PROVIDED TEXT -

################

And so we pray today for all of those who bear the name Angela and who are “angelic in their demeanor”, and for the Ursuline Sisters who still in many parts of the world, including our own country, teach the young, and model the virtues of life as a religious whose founder’s motto was always to do in life what you would have wanted to do in death.
Young men and women, praise the name of the Lord.
Thursday, January 26, 2017
+ Saints Timothy and Titus were confreres of St. Paul, whom he appointed as bishops in the Christian communities that he founded in Ephesus and Crete. Each corresponded with Paul and with their people by writing letters, some of which are now canonical, i.e. part of New Testament scripture. In reading the letters we see how the early church with its various ministries functions and outreaches started to take root, grow and develop. They both died in the late first century.
Our first reading today is a sample of the correspondence between St. Paul and Timothy. He is encouraging his “son in the ministry” to stir into flame the gift of God that you have through the imposition of my hands. For God did not give us a spirit of cowardice but rather of power and love and self-control. So do not be ashamed of your testimony to our Lord, but bear your share of hardship for the Gospel with the strength that comes from God.
This very letter could be written by Pope Francis to the bishops of the world, and the bishops to all of their priests, and the priests to all of their ministers: the pagan secularism of the world (which is the same as the heathenism of the first century) is a major threat to all of civilization – and to the establishment of God’s reign – with the strength that comes from God, and God alone, we can and must stir up the passion for evangelization that was given by the Holy Spirit on the day of our baptisms, confirmations and ordinations, because the Lord sends us to bring glad tidings to the poor and to proclaim liberty to captives.
The Kingdom of God is at hand for those who believe; may more and more come to believe by our powerful words and our self-less example!
Proclaim God’s marvelous deeds to all the nations!
Wednesday, January 25, 2017
+ St. Paul, who was named Saul at his circumcision, was born at Tarsus, the capital of Cilicia, and was by privilege a Roman citizen, making him eligible for great distinction and several exemptions granted by the laws of the empire. At a young age he was instructed in the strict observance of the Mosaic Law and lived up to it in the most scrupulous manner. In his zeal for the Jewish law, he became an aggressive persecutor of the Christians.

################

Saved dataset items -
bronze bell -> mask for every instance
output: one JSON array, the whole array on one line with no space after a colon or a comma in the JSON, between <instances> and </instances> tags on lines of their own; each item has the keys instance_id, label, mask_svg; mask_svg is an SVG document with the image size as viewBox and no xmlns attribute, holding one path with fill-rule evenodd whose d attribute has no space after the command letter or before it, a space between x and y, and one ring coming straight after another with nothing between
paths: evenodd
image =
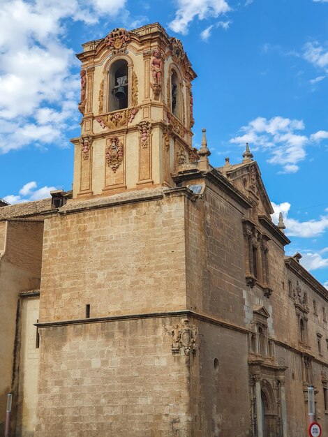
<instances>
[{"instance_id":1,"label":"bronze bell","mask_svg":"<svg viewBox=\"0 0 328 437\"><path fill-rule=\"evenodd\" d=\"M122 100L126 97L126 91L124 91L124 87L117 87L114 91L114 96L119 100Z\"/></svg>"}]
</instances>

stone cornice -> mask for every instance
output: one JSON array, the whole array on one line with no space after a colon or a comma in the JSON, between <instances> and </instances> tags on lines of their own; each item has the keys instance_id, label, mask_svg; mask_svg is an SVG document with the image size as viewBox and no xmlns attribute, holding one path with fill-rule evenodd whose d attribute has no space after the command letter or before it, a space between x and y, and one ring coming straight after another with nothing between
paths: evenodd
<instances>
[{"instance_id":1,"label":"stone cornice","mask_svg":"<svg viewBox=\"0 0 328 437\"><path fill-rule=\"evenodd\" d=\"M288 256L285 258L285 265L289 270L305 282L315 292L320 295L326 301L328 301L328 290L327 288L317 281L299 262L295 260L292 256Z\"/></svg>"}]
</instances>

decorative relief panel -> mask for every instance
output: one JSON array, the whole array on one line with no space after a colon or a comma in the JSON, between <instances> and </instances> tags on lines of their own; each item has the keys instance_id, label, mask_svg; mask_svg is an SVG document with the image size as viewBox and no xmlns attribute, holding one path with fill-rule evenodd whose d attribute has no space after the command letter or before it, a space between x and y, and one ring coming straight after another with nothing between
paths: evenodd
<instances>
[{"instance_id":1,"label":"decorative relief panel","mask_svg":"<svg viewBox=\"0 0 328 437\"><path fill-rule=\"evenodd\" d=\"M92 144L92 137L81 137L80 142L81 143L81 151L83 159L89 159L90 148Z\"/></svg>"},{"instance_id":2,"label":"decorative relief panel","mask_svg":"<svg viewBox=\"0 0 328 437\"><path fill-rule=\"evenodd\" d=\"M117 27L108 34L105 38L105 43L113 53L121 53L125 51L130 40L129 33L125 29Z\"/></svg>"},{"instance_id":3,"label":"decorative relief panel","mask_svg":"<svg viewBox=\"0 0 328 437\"><path fill-rule=\"evenodd\" d=\"M123 143L117 137L111 137L106 147L107 165L116 173L123 161Z\"/></svg>"},{"instance_id":4,"label":"decorative relief panel","mask_svg":"<svg viewBox=\"0 0 328 437\"><path fill-rule=\"evenodd\" d=\"M197 346L196 345L197 326L191 325L187 318L183 318L180 325L166 325L164 327L172 339L172 353L179 354L183 350L186 355L191 353L195 355Z\"/></svg>"}]
</instances>

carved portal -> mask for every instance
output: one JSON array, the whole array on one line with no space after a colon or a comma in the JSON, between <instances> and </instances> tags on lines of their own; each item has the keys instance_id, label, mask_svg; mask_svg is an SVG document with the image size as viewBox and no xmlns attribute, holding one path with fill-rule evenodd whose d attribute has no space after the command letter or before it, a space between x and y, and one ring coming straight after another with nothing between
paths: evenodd
<instances>
[{"instance_id":1,"label":"carved portal","mask_svg":"<svg viewBox=\"0 0 328 437\"><path fill-rule=\"evenodd\" d=\"M123 161L123 144L117 137L110 138L106 148L106 161L109 167L116 173Z\"/></svg>"},{"instance_id":2,"label":"carved portal","mask_svg":"<svg viewBox=\"0 0 328 437\"><path fill-rule=\"evenodd\" d=\"M125 29L118 27L108 34L105 38L105 43L114 53L120 53L124 52L130 40L129 33Z\"/></svg>"},{"instance_id":3,"label":"carved portal","mask_svg":"<svg viewBox=\"0 0 328 437\"><path fill-rule=\"evenodd\" d=\"M179 354L183 350L186 355L191 353L195 355L197 346L196 345L197 326L191 325L187 318L183 318L180 325L166 325L164 327L172 339L172 354Z\"/></svg>"}]
</instances>

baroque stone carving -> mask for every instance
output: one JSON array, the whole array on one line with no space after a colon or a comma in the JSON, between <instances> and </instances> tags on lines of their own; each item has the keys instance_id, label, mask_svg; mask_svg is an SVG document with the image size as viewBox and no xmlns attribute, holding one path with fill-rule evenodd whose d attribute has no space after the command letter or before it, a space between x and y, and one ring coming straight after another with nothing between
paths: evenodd
<instances>
[{"instance_id":1,"label":"baroque stone carving","mask_svg":"<svg viewBox=\"0 0 328 437\"><path fill-rule=\"evenodd\" d=\"M167 112L167 119L172 124L172 129L173 132L181 138L184 138L186 133L186 128L184 125L170 112Z\"/></svg>"},{"instance_id":2,"label":"baroque stone carving","mask_svg":"<svg viewBox=\"0 0 328 437\"><path fill-rule=\"evenodd\" d=\"M180 40L176 38L170 38L172 58L174 62L179 62L184 56L184 47Z\"/></svg>"},{"instance_id":3,"label":"baroque stone carving","mask_svg":"<svg viewBox=\"0 0 328 437\"><path fill-rule=\"evenodd\" d=\"M163 71L163 61L161 59L161 52L158 49L154 50L153 56L154 57L151 59L150 63L150 68L152 73L154 83L151 83L154 91L154 96L155 100L158 100L159 95L162 91L161 78Z\"/></svg>"},{"instance_id":4,"label":"baroque stone carving","mask_svg":"<svg viewBox=\"0 0 328 437\"><path fill-rule=\"evenodd\" d=\"M186 355L191 353L195 355L197 346L196 345L197 326L190 325L187 318L183 318L180 325L166 325L164 327L172 339L172 353L179 354L183 350Z\"/></svg>"},{"instance_id":5,"label":"baroque stone carving","mask_svg":"<svg viewBox=\"0 0 328 437\"><path fill-rule=\"evenodd\" d=\"M89 159L90 148L92 144L92 137L81 137L80 142L81 143L81 151L83 159Z\"/></svg>"},{"instance_id":6,"label":"baroque stone carving","mask_svg":"<svg viewBox=\"0 0 328 437\"><path fill-rule=\"evenodd\" d=\"M99 89L99 96L98 98L99 102L98 112L103 114L104 108L104 80L100 82L100 87Z\"/></svg>"},{"instance_id":7,"label":"baroque stone carving","mask_svg":"<svg viewBox=\"0 0 328 437\"><path fill-rule=\"evenodd\" d=\"M110 138L106 148L106 161L109 167L116 173L123 161L123 144L117 137Z\"/></svg>"},{"instance_id":8,"label":"baroque stone carving","mask_svg":"<svg viewBox=\"0 0 328 437\"><path fill-rule=\"evenodd\" d=\"M129 33L125 29L117 27L108 34L105 38L105 43L114 53L119 53L124 52L130 40Z\"/></svg>"},{"instance_id":9,"label":"baroque stone carving","mask_svg":"<svg viewBox=\"0 0 328 437\"><path fill-rule=\"evenodd\" d=\"M132 72L132 98L131 103L133 106L137 106L137 77L134 71Z\"/></svg>"},{"instance_id":10,"label":"baroque stone carving","mask_svg":"<svg viewBox=\"0 0 328 437\"><path fill-rule=\"evenodd\" d=\"M140 121L137 125L137 129L140 132L140 144L141 147L146 149L149 145L149 138L150 131L151 130L151 124L149 121Z\"/></svg>"},{"instance_id":11,"label":"baroque stone carving","mask_svg":"<svg viewBox=\"0 0 328 437\"><path fill-rule=\"evenodd\" d=\"M85 105L87 103L87 70L84 70L84 68L81 70L80 75L81 76L81 98L77 108L79 108L79 111L81 114L84 115Z\"/></svg>"},{"instance_id":12,"label":"baroque stone carving","mask_svg":"<svg viewBox=\"0 0 328 437\"><path fill-rule=\"evenodd\" d=\"M108 115L101 115L97 117L97 121L103 129L106 126L110 129L121 128L127 126L128 123L131 123L138 110L137 108L133 108L132 109L117 111L114 112L114 114L109 114Z\"/></svg>"}]
</instances>

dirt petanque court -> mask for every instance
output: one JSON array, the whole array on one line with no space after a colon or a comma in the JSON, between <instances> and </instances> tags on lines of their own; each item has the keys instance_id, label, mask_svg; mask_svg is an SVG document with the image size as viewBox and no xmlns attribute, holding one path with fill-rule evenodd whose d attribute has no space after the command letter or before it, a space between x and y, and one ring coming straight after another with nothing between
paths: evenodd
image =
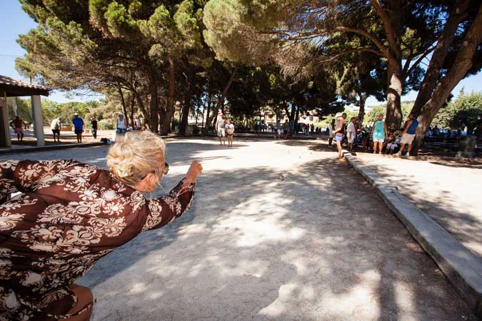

################

TO-DO LIST -
- A) Rewrite the reflections on the saints starting with "This very letter" and going on through "all the nations!", changing "marvelous" to "wondrous".
- B) How many lines in the listing contain the string "every"? Reply with the number alone.

ANSWERS BY TASK -
- A)
This very letter could be written by Pope Francis to the bishops of the world, and the bishops to all of their priests, and the priests to all of their ministers: the pagan secularism of the world (which is the same as the heathenism of the first century) is a major threat to all of civilization – and to the establishment of God’s reign – with the strength that comes from God, and God alone, we can and must stir up the passion for evangelization that was given by the Holy Spirit on the day of our baptisms, confirmations and ordinations, because the Lord sends us to bring glad tidings to the poor and to proclaim liberty to captives.
The Kingdom of God is at hand for those who believe; may more and more come to believe by our powerful words and our self-less example!
Proclaim God’s wondrous deeds to all the nations!

- B) 6